##### Extract to read

# Total Homicides Data Analysis

## Requirements

In [1]:
import os, sys
import polars as pl
import numpy as np

In [2]:
SCRIPT_PATH = os.getcwd() # os.path.dirname(os.path.abspath(__file__))
PROJECT_PATH = os.path.join(SCRIPT_PATH, '..')
INPUT_DIR = os.path.join(PROJECT_PATH, 'data', 'processed')
INPUT_FILE = os.path.join(INPUT_DIR, 'processed_unodc_intentional_homicide_rate.csv')
PLOTS_PATH = os.path.join(PROJECT_PATH, 'plots')
os.makedirs(PLOTS_PATH, exist_ok=True)

In [3]:
sys.path.append(PROJECT_PATH)

from config.config_01a import (
    SELECTED_COUNTRIES, 
    COLOR_MAP, 
    CATEGORY_ORDERS,
    HOVER_DATA,
    LABELS, 
    HOVER_TEMPLATES,
    PLOT_FILENAME,
    PROP_YEARS_IN_PERIOD_LIMIT
)

from src.plots_utils import time_series_plot, barplot
from src.analysis_utils import calculate_ranking_by_country

In [4]:
# Read data
df = pl.read_csv(INPUT_FILE)

# Process data (strictly to carry out this NB exploration)

## Processing for time series

df_time_series = df.filter(
    (pl.col('Dimension') == 'Total') &
    (pl.col('Category') == 'Total') &
    (pl.col('Sex') == 'Total') &
    (pl.col('Age') == 'Total') 
    ).filter(
        pl.col('Country').is_in(SELECTED_COUNTRIES)
    )

## Processing for Rankings

shared_min_year = df_time_series.group_by('Country').agg(pl.min('Year'))['Year'].max()
# shared_max_year = df_time_series.group_by('Country').agg(pl.max('Year'))['Year'].min()
max_year = df_time_series['Year'].max()
# Para el calculo de estadísticas se usará el periodo completo, unificando el limite inferior al año shared_min_year (2003)
# Sin embargo el limite superios compartido no se considerará (shared_max_year, 2020), puesto que implicaría eliminar los años más recientes, que si están disponibles en la mayoría de paises

df_ranking_country, df_ranking_region = {}, {}
ranking_initial_years = [shared_min_year, 2014, 2019]

for initial_year in ranking_initial_years:
    
    df_ranking_country[initial_year] = calculate_ranking_by_country(
        df_time_series = df_time_series, 
        selected_countries = SELECTED_COUNTRIES, 
        prop_years_in_period_limit = PROP_YEARS_IN_PERIOD_LIMIT, 
        start_year = initial_year, 
        end_year = max_year
    )

##########

### Stated exercise 1
In the homicide analysis notebook, which three starting years are listed in ranking_initial_years?
### Stated exercise 2
From the homicide analysis notebook, copy the passage that begins at the words "INPUT_DIR = os.path.join(PROJECT_PATH, 'data', 'processed')" and stops after the words "sys.path.append(PROJECT_PATH)".

##### Given material

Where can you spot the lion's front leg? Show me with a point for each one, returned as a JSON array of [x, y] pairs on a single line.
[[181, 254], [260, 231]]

##########

### Full response 1
shared_min_year, 2014 and 2019

### Full response 2
INPUT_DIR = os.path.join(PROJECT_PATH, 'data', 'processed')
INPUT_FILE = os.path.join(INPUT_DIR, 'processed_unodc_intentional_homicide_rate.csv')
PLOTS_PATH = os.path.join(PROJECT_PATH, 'plots')
os.makedirs(PLOTS_PATH, exist_ok=True)

In [3]:
sys.path.append(PROJECT_PATH)